Given problem 1
In the account of filming the house-hunting show, what monthly price range did the couple give their realtor?
Given problem 2
For each statement, decide whether it agrees with the account of filming the house-hunting show. Answer yes or no, and quote the words of the account that settle it.
(a) The whole episode is filmed over five days.
(b) After shooting, the crew took the couple out for beers.
(c) The couple had met Justin before that day.
Given problem 3
Pick up the account of filming the house-hunting show after its final sentence and carry it on.

Extract to read

+ + + + + + +

Director John really didn’t care what the network wanted. When we did our separate interviews and he “queued” us up for a little conflict, Scott and I dodged it like Tom Cruise dodges bullets in Mission Impossible 5. He understood us. He’s Kiwi after all. Conflict, especially public, is such an American thing. In New Zealand it’s terribly impolite to publicly air any kind of dirty laundry, even light heartedly about dirty laundry. Or house hunting.

The interviews took several hours, and then we headed to Horncastle Homes to meet our realtor, Justin. This was one of the most genuine experiences we had, as we had never met this guy before and we had to explain to him exactly what we wanted in a house rental. He told us (clearly flustered by the camera) that in our price range, $1600/month, we were going to be lucky to find anything in the location we desired. We had to film this scene several times. I sensed there was a disconnect between Justin and ourselves. (Truth: he was a nice enough guy. But wouldn’t be our realtor. Ever.)

HHI Insider Tip #3: The whole episode is shot in five 8-10 hour days. There is A LOT of film. It’s actually pretty constant work. And some poor person/team has to whittle that 30+ hours of footage into a 22 minute show that makes sense.

When we finished shooting at Horncastle, the day was winding down and the crew went to get some shots of the city. We were released. We had wondered if we would be getting beers or food after shooting, but these guys seemed pretty much all about work in the evenings.

+ + + + + + +

Data records
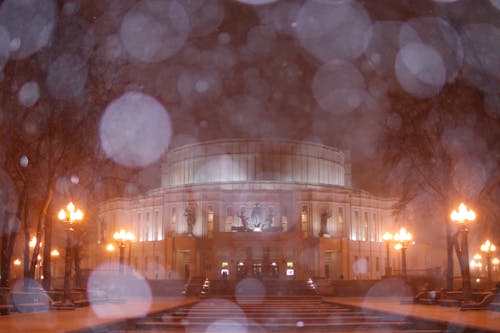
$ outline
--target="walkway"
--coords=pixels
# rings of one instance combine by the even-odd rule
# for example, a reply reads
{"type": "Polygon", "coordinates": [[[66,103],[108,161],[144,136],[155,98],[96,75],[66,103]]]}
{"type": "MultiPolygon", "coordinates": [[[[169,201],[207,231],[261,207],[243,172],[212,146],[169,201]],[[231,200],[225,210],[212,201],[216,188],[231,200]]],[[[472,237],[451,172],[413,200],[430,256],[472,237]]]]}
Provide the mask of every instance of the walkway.
{"type": "MultiPolygon", "coordinates": [[[[500,332],[500,312],[460,311],[437,305],[401,305],[399,298],[371,297],[327,297],[323,299],[348,306],[364,307],[372,310],[403,314],[415,318],[437,320],[469,328],[500,332]]],[[[71,332],[86,327],[110,324],[125,318],[137,317],[146,312],[158,312],[172,307],[192,303],[196,298],[164,297],[154,298],[151,304],[140,299],[128,300],[125,304],[103,304],[95,307],[78,308],[74,311],[37,313],[12,313],[0,316],[1,332],[71,332]]]]}
{"type": "Polygon", "coordinates": [[[421,304],[400,304],[400,298],[390,297],[325,297],[324,301],[363,307],[415,318],[459,324],[472,329],[500,332],[500,312],[489,310],[460,311],[455,307],[421,304]]]}
{"type": "Polygon", "coordinates": [[[152,302],[128,299],[124,304],[101,304],[75,310],[11,313],[0,316],[0,332],[70,332],[90,326],[110,324],[148,312],[166,310],[196,300],[187,297],[156,297],[152,302]]]}

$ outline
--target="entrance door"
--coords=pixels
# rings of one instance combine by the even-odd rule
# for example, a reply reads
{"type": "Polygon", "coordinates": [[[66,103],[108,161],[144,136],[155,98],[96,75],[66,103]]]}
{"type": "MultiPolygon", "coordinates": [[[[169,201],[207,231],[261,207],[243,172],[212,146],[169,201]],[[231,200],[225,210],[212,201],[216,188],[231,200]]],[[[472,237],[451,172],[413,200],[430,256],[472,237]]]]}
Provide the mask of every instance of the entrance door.
{"type": "Polygon", "coordinates": [[[269,276],[271,277],[271,279],[279,279],[280,269],[277,263],[273,262],[269,266],[269,276]]]}
{"type": "Polygon", "coordinates": [[[253,277],[257,279],[262,277],[262,264],[253,264],[253,277]]]}
{"type": "Polygon", "coordinates": [[[236,278],[238,280],[241,280],[241,279],[245,278],[245,276],[247,276],[247,267],[243,261],[240,261],[236,265],[236,278]]]}

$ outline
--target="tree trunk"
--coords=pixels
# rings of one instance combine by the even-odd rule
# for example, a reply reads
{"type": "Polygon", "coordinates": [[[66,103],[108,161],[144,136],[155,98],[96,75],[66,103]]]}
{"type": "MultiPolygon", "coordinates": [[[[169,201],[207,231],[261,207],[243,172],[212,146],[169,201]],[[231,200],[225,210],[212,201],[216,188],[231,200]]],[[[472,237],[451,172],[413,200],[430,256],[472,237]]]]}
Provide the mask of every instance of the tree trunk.
{"type": "Polygon", "coordinates": [[[446,289],[453,290],[453,244],[451,222],[446,219],[446,289]]]}
{"type": "Polygon", "coordinates": [[[43,289],[49,291],[51,288],[52,271],[51,271],[51,250],[52,250],[52,219],[45,219],[45,237],[43,248],[43,289]]]}
{"type": "Polygon", "coordinates": [[[80,267],[80,230],[74,231],[75,240],[73,243],[73,258],[75,260],[75,287],[82,288],[82,270],[80,267]]]}

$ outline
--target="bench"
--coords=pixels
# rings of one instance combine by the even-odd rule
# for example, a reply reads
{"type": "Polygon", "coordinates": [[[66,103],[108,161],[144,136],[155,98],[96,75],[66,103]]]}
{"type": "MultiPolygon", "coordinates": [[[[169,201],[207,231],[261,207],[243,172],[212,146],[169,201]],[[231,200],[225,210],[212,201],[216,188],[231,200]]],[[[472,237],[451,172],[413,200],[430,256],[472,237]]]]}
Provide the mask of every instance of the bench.
{"type": "Polygon", "coordinates": [[[441,292],[435,290],[421,291],[413,298],[416,304],[434,305],[441,298],[441,292]]]}
{"type": "Polygon", "coordinates": [[[11,304],[13,309],[19,312],[47,311],[52,300],[40,290],[34,291],[12,291],[11,304]]]}
{"type": "Polygon", "coordinates": [[[495,295],[492,292],[488,292],[482,300],[479,302],[471,301],[471,302],[463,302],[462,306],[460,307],[460,311],[467,311],[467,310],[486,310],[489,308],[490,303],[495,300],[497,295],[495,295]]]}

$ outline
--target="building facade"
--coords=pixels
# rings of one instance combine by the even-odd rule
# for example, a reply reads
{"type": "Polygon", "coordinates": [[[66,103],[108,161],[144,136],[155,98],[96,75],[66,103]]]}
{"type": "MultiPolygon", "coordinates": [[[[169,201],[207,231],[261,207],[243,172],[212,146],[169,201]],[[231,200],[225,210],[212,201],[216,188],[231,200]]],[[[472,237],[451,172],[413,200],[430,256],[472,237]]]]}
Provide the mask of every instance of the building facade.
{"type": "MultiPolygon", "coordinates": [[[[147,279],[385,274],[382,234],[394,229],[394,201],[352,188],[347,151],[218,140],[170,150],[161,172],[159,188],[107,201],[99,213],[96,248],[119,229],[133,232],[125,262],[147,279]]],[[[89,266],[113,259],[103,252],[89,266]]]]}

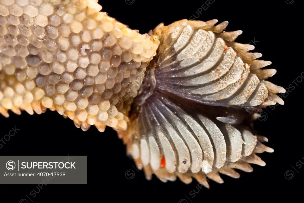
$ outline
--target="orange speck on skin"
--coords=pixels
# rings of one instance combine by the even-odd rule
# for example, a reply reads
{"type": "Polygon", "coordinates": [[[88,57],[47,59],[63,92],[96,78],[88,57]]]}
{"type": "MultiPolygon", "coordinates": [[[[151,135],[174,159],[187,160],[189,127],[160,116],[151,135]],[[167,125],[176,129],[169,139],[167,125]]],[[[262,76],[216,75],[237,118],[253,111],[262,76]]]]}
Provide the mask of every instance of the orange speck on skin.
{"type": "Polygon", "coordinates": [[[166,159],[165,157],[163,155],[161,157],[161,168],[164,168],[166,166],[166,159]]]}
{"type": "Polygon", "coordinates": [[[227,48],[228,48],[228,46],[227,45],[225,45],[225,46],[224,47],[224,51],[225,52],[227,48]]]}

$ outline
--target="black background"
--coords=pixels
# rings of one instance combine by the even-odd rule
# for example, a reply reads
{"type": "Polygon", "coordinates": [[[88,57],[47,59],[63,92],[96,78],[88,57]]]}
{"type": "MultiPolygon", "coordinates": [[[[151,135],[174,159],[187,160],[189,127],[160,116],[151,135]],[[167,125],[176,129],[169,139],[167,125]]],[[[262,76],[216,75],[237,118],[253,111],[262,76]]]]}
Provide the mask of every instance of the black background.
{"type": "MultiPolygon", "coordinates": [[[[255,128],[269,139],[267,145],[275,149],[273,153],[260,155],[266,166],[253,165],[251,173],[238,171],[241,175],[238,179],[221,175],[224,183],[211,181],[210,190],[202,187],[193,197],[189,194],[193,189],[198,191],[196,181],[188,185],[178,180],[165,183],[154,176],[151,180],[147,180],[142,172],[133,168],[134,163],[126,155],[122,141],[109,128],[103,133],[94,126],[84,132],[69,119],[48,110],[40,115],[23,112],[19,116],[11,112],[9,118],[0,116],[0,139],[15,126],[20,129],[6,141],[0,149],[0,155],[88,156],[87,185],[43,186],[32,199],[34,202],[190,203],[221,198],[258,201],[268,196],[301,196],[298,191],[302,188],[304,167],[299,168],[296,164],[300,160],[304,163],[302,101],[304,81],[301,76],[304,71],[302,25],[298,18],[302,14],[301,1],[213,1],[209,7],[203,0],[113,0],[100,1],[99,3],[103,11],[141,33],[147,33],[162,22],[168,25],[192,16],[192,19],[194,14],[198,20],[217,19],[219,23],[228,20],[226,31],[243,32],[237,41],[251,42],[254,45],[252,41],[255,42],[255,51],[263,54],[261,59],[271,61],[272,64],[268,67],[277,71],[268,80],[289,90],[282,95],[284,105],[268,107],[264,110],[262,120],[255,123],[255,128]],[[200,8],[203,9],[201,14],[196,12],[202,10],[200,8]],[[126,177],[129,169],[134,171],[132,180],[126,177]],[[290,171],[285,173],[291,170],[293,176],[290,171]]],[[[7,200],[1,201],[19,202],[26,198],[26,195],[29,196],[33,189],[37,191],[36,186],[0,185],[0,198],[7,200]]]]}

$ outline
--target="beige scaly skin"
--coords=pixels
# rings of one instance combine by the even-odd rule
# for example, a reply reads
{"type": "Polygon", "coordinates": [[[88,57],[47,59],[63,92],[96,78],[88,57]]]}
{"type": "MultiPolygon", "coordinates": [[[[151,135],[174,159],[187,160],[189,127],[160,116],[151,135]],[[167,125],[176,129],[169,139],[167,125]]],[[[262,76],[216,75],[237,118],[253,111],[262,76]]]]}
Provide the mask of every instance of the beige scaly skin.
{"type": "Polygon", "coordinates": [[[273,150],[243,121],[283,104],[285,90],[264,80],[275,70],[260,69],[270,63],[253,46],[233,42],[241,32],[183,20],[141,35],[101,9],[0,0],[0,113],[49,109],[84,131],[112,127],[148,179],[208,187],[206,176],[222,182],[217,172],[237,178],[233,168],[265,165],[255,153],[273,150]]]}
{"type": "Polygon", "coordinates": [[[94,0],[0,2],[0,113],[49,108],[84,130],[126,129],[157,37],[100,12],[94,0]]]}

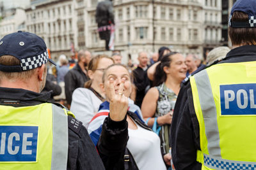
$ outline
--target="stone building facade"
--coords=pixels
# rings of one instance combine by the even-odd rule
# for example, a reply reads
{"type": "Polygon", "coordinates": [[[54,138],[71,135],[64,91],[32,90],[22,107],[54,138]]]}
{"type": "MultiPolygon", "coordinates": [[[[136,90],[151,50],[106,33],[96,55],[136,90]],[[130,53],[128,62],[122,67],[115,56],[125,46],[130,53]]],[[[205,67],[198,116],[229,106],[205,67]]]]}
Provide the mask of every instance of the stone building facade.
{"type": "Polygon", "coordinates": [[[41,36],[51,51],[51,57],[56,60],[64,53],[72,54],[74,32],[76,30],[72,0],[31,1],[26,9],[26,31],[41,36]]]}
{"type": "Polygon", "coordinates": [[[0,21],[0,38],[19,30],[24,31],[26,15],[21,8],[10,8],[4,11],[0,21]]]}
{"type": "MultiPolygon", "coordinates": [[[[104,41],[99,38],[95,22],[97,1],[73,1],[75,14],[80,18],[77,23],[80,43],[76,46],[86,47],[94,53],[104,52],[104,41]]],[[[138,52],[152,53],[162,46],[184,55],[195,53],[203,57],[207,50],[220,45],[221,0],[112,2],[116,22],[115,49],[121,52],[124,63],[129,54],[136,62],[138,52]]]]}
{"type": "MultiPolygon", "coordinates": [[[[109,55],[95,22],[96,6],[102,0],[31,0],[26,11],[26,31],[42,36],[57,59],[73,49],[109,55]],[[74,46],[74,48],[72,48],[74,46]]],[[[113,0],[115,49],[130,54],[156,52],[162,46],[186,55],[203,57],[221,39],[221,0],[113,0]]]]}

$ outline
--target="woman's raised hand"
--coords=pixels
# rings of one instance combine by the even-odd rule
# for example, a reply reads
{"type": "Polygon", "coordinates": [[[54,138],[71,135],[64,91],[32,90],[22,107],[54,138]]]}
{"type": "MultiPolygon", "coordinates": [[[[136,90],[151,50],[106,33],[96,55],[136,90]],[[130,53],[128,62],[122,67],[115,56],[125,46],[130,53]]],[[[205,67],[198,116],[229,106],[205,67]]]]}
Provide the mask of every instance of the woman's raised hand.
{"type": "Polygon", "coordinates": [[[113,80],[109,81],[109,117],[114,121],[123,120],[128,110],[128,97],[123,94],[125,80],[122,79],[118,93],[115,93],[113,80]]]}

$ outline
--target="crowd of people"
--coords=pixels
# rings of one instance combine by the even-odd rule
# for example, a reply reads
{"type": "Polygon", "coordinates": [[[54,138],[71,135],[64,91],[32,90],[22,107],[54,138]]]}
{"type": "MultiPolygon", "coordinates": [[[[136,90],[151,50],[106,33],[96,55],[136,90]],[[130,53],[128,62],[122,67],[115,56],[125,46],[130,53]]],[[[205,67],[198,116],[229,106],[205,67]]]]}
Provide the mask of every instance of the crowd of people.
{"type": "MultiPolygon", "coordinates": [[[[170,127],[182,81],[204,68],[204,63],[222,59],[228,50],[216,48],[205,61],[195,54],[184,57],[163,46],[151,56],[140,52],[136,67],[122,63],[118,51],[111,56],[92,56],[90,52],[81,50],[74,67],[61,55],[56,84],[65,92],[54,99],[82,122],[100,157],[108,160],[103,162],[107,169],[118,169],[124,155],[132,160],[129,166],[136,168],[131,169],[170,169],[170,127]],[[118,103],[118,100],[127,104],[118,103]],[[112,120],[120,122],[115,124],[112,120]],[[118,136],[105,141],[113,135],[118,136]]],[[[51,87],[54,91],[54,86],[51,87]]]]}
{"type": "Polygon", "coordinates": [[[56,64],[36,34],[5,36],[0,169],[255,169],[255,6],[236,1],[232,49],[205,60],[163,46],[136,67],[118,51],[56,64]]]}

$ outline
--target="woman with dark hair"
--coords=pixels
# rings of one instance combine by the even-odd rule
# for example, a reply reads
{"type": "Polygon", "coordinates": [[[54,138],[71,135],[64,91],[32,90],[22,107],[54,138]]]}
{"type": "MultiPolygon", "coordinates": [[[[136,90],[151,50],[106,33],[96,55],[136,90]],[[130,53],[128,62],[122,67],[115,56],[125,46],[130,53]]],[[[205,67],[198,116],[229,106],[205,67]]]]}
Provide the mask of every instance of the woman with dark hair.
{"type": "Polygon", "coordinates": [[[186,78],[187,66],[184,57],[177,52],[164,55],[154,73],[153,85],[141,105],[143,118],[150,127],[158,125],[157,133],[164,153],[169,151],[169,134],[172,112],[180,88],[186,78]]]}
{"type": "Polygon", "coordinates": [[[162,57],[171,52],[171,50],[170,50],[168,47],[166,46],[162,46],[158,50],[158,61],[160,61],[162,57]]]}
{"type": "Polygon", "coordinates": [[[150,85],[152,85],[151,81],[154,80],[154,74],[156,72],[156,67],[160,63],[163,57],[170,52],[171,50],[166,46],[162,46],[158,50],[158,61],[149,66],[148,70],[147,71],[147,74],[149,80],[150,81],[150,85]]]}
{"type": "Polygon", "coordinates": [[[145,124],[140,108],[129,103],[132,81],[124,65],[106,69],[102,87],[106,101],[92,119],[88,133],[107,170],[166,170],[164,160],[170,164],[170,153],[163,157],[159,138],[145,124]]]}

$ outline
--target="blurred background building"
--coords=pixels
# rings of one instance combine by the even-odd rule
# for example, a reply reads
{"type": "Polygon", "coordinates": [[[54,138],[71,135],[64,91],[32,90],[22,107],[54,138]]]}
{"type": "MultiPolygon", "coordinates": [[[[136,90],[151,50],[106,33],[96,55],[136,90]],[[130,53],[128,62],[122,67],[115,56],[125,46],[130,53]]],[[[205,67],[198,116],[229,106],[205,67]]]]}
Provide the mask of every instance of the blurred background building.
{"type": "MultiPolygon", "coordinates": [[[[8,18],[3,15],[3,4],[9,1],[0,1],[1,31],[8,18]]],[[[102,0],[30,0],[26,7],[16,7],[11,15],[18,25],[9,32],[1,31],[1,36],[19,29],[36,33],[45,39],[56,60],[61,53],[70,56],[83,48],[94,55],[102,52],[110,55],[111,52],[105,52],[105,41],[99,39],[97,32],[95,12],[99,1],[102,0]],[[24,19],[19,11],[22,8],[24,19]],[[20,18],[17,20],[15,15],[20,18]]],[[[214,47],[228,45],[225,30],[233,1],[113,0],[115,50],[120,51],[124,63],[129,54],[136,61],[138,52],[157,52],[162,46],[184,55],[204,57],[214,47]]]]}

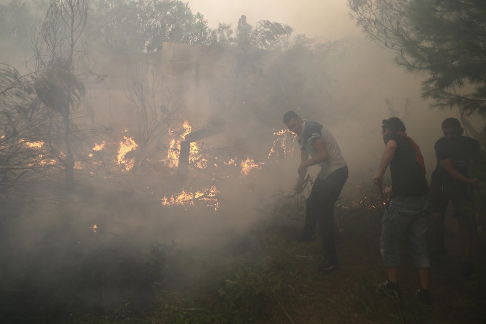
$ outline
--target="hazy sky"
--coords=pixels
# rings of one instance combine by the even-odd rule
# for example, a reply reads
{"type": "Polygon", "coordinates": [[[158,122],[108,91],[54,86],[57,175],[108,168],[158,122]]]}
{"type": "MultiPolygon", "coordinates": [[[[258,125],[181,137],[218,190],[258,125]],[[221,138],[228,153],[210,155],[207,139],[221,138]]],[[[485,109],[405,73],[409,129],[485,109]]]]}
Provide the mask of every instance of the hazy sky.
{"type": "MultiPolygon", "coordinates": [[[[261,20],[290,25],[295,34],[330,39],[362,34],[349,19],[346,0],[189,0],[193,12],[199,11],[210,27],[219,22],[234,28],[242,14],[254,25],[261,20]]],[[[364,37],[364,36],[363,36],[364,37]]]]}

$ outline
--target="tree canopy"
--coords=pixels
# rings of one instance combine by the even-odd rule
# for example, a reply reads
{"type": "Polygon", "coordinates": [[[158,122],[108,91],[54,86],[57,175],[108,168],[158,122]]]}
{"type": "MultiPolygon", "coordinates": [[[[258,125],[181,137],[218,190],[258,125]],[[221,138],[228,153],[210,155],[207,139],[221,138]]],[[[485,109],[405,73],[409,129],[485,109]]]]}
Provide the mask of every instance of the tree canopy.
{"type": "Polygon", "coordinates": [[[486,112],[486,2],[348,0],[368,36],[396,53],[406,71],[426,76],[433,107],[486,112]]]}

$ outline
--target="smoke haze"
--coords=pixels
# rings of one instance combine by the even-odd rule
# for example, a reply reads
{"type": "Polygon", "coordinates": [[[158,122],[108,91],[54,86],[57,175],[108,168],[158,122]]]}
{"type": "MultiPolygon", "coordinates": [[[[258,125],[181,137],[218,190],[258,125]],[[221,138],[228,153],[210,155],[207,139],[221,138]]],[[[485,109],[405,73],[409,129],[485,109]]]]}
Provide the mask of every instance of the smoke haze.
{"type": "MultiPolygon", "coordinates": [[[[54,278],[60,284],[66,285],[68,292],[77,287],[66,283],[82,272],[82,269],[91,266],[104,269],[103,275],[107,277],[109,271],[131,273],[133,269],[124,267],[140,260],[143,253],[157,243],[174,243],[184,248],[206,251],[220,251],[234,244],[265,218],[277,201],[277,193],[281,196],[292,192],[300,163],[296,143],[293,143],[291,158],[278,162],[268,158],[276,138],[274,132],[284,128],[281,118],[289,110],[323,124],[336,139],[350,171],[343,196],[352,197],[357,184],[371,184],[384,148],[381,122],[392,116],[404,120],[408,135],[420,146],[429,179],[436,162],[434,143],[442,136],[440,124],[446,117],[458,116],[427,107],[428,103],[420,98],[420,78],[395,67],[392,53],[366,39],[349,19],[346,2],[188,1],[193,11],[202,13],[212,28],[219,22],[231,23],[236,28],[240,16],[245,14],[253,26],[263,19],[276,21],[292,27],[294,35],[334,42],[323,66],[324,71],[321,71],[326,76],[322,88],[306,84],[302,90],[308,91],[308,95],[302,104],[277,104],[272,100],[275,97],[262,94],[259,101],[254,102],[261,113],[254,115],[251,114],[252,111],[246,112],[249,105],[239,102],[239,98],[232,106],[233,89],[225,87],[235,71],[232,50],[226,52],[198,45],[189,49],[190,45],[168,44],[163,54],[95,53],[97,73],[107,77],[104,85],[92,86],[90,95],[97,122],[114,130],[97,142],[106,141],[105,151],[89,152],[95,156],[104,155],[98,160],[109,160],[111,172],[81,181],[74,193],[56,191],[49,196],[49,201],[65,203],[62,206],[46,203],[26,206],[19,217],[0,229],[7,232],[0,241],[6,247],[0,256],[11,261],[2,277],[9,280],[14,278],[16,283],[20,283],[19,289],[30,285],[46,294],[55,290],[54,278]],[[162,55],[168,64],[164,65],[162,55]],[[219,58],[217,61],[215,58],[219,58]],[[208,153],[204,158],[209,166],[191,168],[183,185],[178,182],[176,168],[165,167],[170,141],[176,137],[169,133],[151,147],[157,153],[147,162],[147,168],[141,169],[136,176],[127,176],[128,172],[113,162],[124,136],[140,143],[142,136],[136,130],[139,127],[137,113],[133,100],[127,95],[131,90],[129,81],[141,65],[154,67],[156,75],[161,78],[162,87],[154,97],[157,111],[173,108],[180,113],[173,122],[164,125],[164,130],[178,127],[180,133],[186,120],[193,132],[208,125],[226,125],[224,131],[195,142],[201,151],[208,153]],[[244,176],[241,166],[247,158],[262,164],[261,169],[255,168],[244,176]],[[229,164],[231,159],[236,159],[236,162],[229,164]],[[224,171],[218,171],[218,168],[224,171]],[[214,174],[221,176],[215,180],[214,174]],[[195,199],[193,206],[162,205],[164,196],[176,196],[183,189],[192,192],[205,190],[213,184],[218,192],[217,210],[213,201],[205,204],[195,199]],[[96,228],[93,229],[95,224],[96,228]]],[[[0,57],[17,60],[9,63],[18,65],[16,53],[2,53],[0,57]]],[[[255,62],[265,67],[268,63],[265,60],[273,62],[274,59],[271,56],[255,62]]],[[[261,74],[275,72],[265,68],[261,74]]],[[[249,79],[248,83],[251,81],[249,79]]],[[[279,80],[270,81],[268,83],[272,84],[279,80]]],[[[478,124],[477,121],[474,122],[478,124]]],[[[134,155],[137,151],[131,152],[134,155]]],[[[130,154],[127,153],[127,159],[132,158],[130,154]]],[[[316,166],[309,169],[312,176],[318,171],[316,166]]],[[[35,189],[42,192],[43,188],[30,189],[35,189]]],[[[296,232],[303,225],[302,220],[295,222],[296,232]]],[[[115,289],[109,292],[112,302],[107,301],[108,297],[102,299],[94,287],[98,278],[93,273],[82,275],[91,278],[93,287],[78,291],[77,298],[87,303],[95,296],[91,302],[102,302],[108,308],[123,301],[124,297],[116,297],[120,292],[115,289]]]]}

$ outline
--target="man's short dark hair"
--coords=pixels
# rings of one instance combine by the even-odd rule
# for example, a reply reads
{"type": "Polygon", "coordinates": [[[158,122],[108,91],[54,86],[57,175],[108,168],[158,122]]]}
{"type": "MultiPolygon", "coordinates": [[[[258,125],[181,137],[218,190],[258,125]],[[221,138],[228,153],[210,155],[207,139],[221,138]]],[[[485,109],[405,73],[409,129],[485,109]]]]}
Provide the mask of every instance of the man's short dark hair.
{"type": "Polygon", "coordinates": [[[390,133],[405,131],[405,124],[400,118],[397,117],[392,117],[388,119],[383,119],[383,125],[382,125],[382,128],[383,130],[388,129],[390,133]]]}
{"type": "Polygon", "coordinates": [[[287,111],[284,115],[283,121],[284,124],[287,124],[290,120],[292,118],[295,118],[296,119],[299,119],[299,115],[297,115],[297,113],[293,110],[291,110],[290,111],[287,111]]]}
{"type": "Polygon", "coordinates": [[[442,128],[450,128],[451,127],[457,127],[461,128],[461,123],[459,122],[457,118],[449,117],[446,118],[442,122],[442,128]]]}

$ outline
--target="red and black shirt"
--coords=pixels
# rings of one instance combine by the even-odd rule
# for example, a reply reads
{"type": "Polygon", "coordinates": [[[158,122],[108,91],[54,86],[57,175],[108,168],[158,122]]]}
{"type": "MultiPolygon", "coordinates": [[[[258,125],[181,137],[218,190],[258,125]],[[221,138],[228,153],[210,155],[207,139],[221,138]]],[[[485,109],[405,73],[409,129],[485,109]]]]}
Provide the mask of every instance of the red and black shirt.
{"type": "Polygon", "coordinates": [[[395,155],[390,165],[392,197],[428,193],[425,166],[418,146],[404,132],[388,134],[383,139],[385,144],[390,140],[397,142],[395,155]]]}

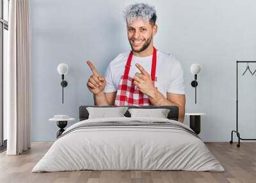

+ + + + + + +

Task output 1
$1600/month.

Task output 2
(a) Yes: "The whole episode is shot in five 8-10 hour days."
(b) No: "these guys seemed pretty much all about work in the evenings."
(c) No: "we had never met this guy before"

Task output 3
HHI Insider Tip #4: Yes, you get paid. For some reason I don’t feel at liberty to say how much, though if you Googled it I bet you could find out. But you don’t get paid as much as 2 average people would make at work for 5 days. You do, however, get paid in food. Or rather, I consider getting treated to 5 days of very poshy lunches a type of payment. I love poshy lunch. And when Zack the coffee/lighting/hair guy shows up mid-shoot with cappuccinos and scones from the best cafe like the freaking caffeine fairy… that feels like getting paid. I’m easy to please. Feed me.

So day 1 was a wrap. We were exhausted! Who knew this TV star stuff could be so tiring?! And also… fun??? Neither of us consider ourselves to be center-of-attention types, and yet, we were really digging this. Pretty cool.

Day Two met us with similar dreary weather and me in costume #3- shorts and a tank top. I was really convinced that NZ would change it’s mind and show it’s sunny side for us. Later that day I found myself wrapped in someone else’s puffy jacket between takes, teeth chattering, legs mottled whitish purple. Thanks a lot, Christchurch.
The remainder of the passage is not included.